- PROBLEM REQUIREMENTS -
Continue the article about the student government dispute from its final sentence, writing the next few paragraphs in the same news style.

The next day, Washington denied holding a closed session meeting, but then admitted it shortly after.

Washington said that he was no longer attempting to remove Van Gilder from office and that he lied about the closed session meeting to “protect the integrity” of the ASG.

“It seems like the story so far is that I am a liar. OK, I lied. I lied to protect the integrity of my association; that doesn’t vindicate me from lying, I just lied,” Washington said. “It doesn’t mean that I’m a liar because I told a lie. Liars habitually lie.”

The Rampage on Sept. 26 published “A Student Government Divided,” detailing Washington’s ongoing feud with Van Gilder, his contradictory statements on the closed session, and an attempted emergency meeting that would have violated the Brown Act.

Back on track
Washington apologized characterizing the Rampage as “bad propaganda and yellow journalism,” following the publication of the feature on his conduct in the ASG.

He said he regretted lying and wished that he had been more truthful.

“I’m optimistic that we [ASG] are going to work together,” he said. “I think we are going to be OK. It’s a day-by-day process, and we learned.”

He also said he was no longer against Vice President Van Gilder, and “she doesn’t have anything against me; we don’t always see eye to eye, but we are working towards a better working relationship.”

A week after the publication of the Rampage article, Goldsmith, FCC president, ordered the student government to attend a two-hour training, focusing on the Brown Act and responsibilities of student government officers.

The workshop was led by Goldsmith herself and Eileen O’Hare-Anderson, general counsel for the State Center Community College District. Goldsmith and Anderson reviewed topics like closed session meetings, illegal meetings, speaking to the press and creating agenda.

- MATERIAL PROVIDED -
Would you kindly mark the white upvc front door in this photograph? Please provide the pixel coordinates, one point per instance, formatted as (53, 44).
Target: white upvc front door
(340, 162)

- ANSWER AREA -
“You have to get thicker skin; you can have a spirited debate. You can have a difference of opinions,” Goldsmith said regarding criticism from the press and his ASG colleagues. “But one thing need you need to do is not mimic the things you see on television. This is not reality TV.”

The Fall
Washington was arrested on Oct. 16 and charged with sexual acts with a minor for allegedly providing alcohol and having sex with two students, one of them underage, in a public restroom on campus.

According to a story in the Fresno Bee, Christopher Washington and two female students were found in the women’s restroom stall in the Math, Science and Engineering Building by campus police around 6:30 p.m. on Monday.

One of the female students was so intoxicated that officers had to call emergency medical services to transport her to the hospital, according to the Fresno Bee.

According to the Fresno County jail records, Washington is charged with felony charge of having oral copulation with a minor under the influence of an anesthesia or controlled substance, along with two misdemeanor charges of providing an alcoholic beverage to a minor and contributing to the delinquency of a minor.

In response to Washington’s arrest, Goldsmith stated in an email to the college community that
the reports of sexual misconduct were concerning, but she refused to comment on the specifics of an active and ongoing investigation.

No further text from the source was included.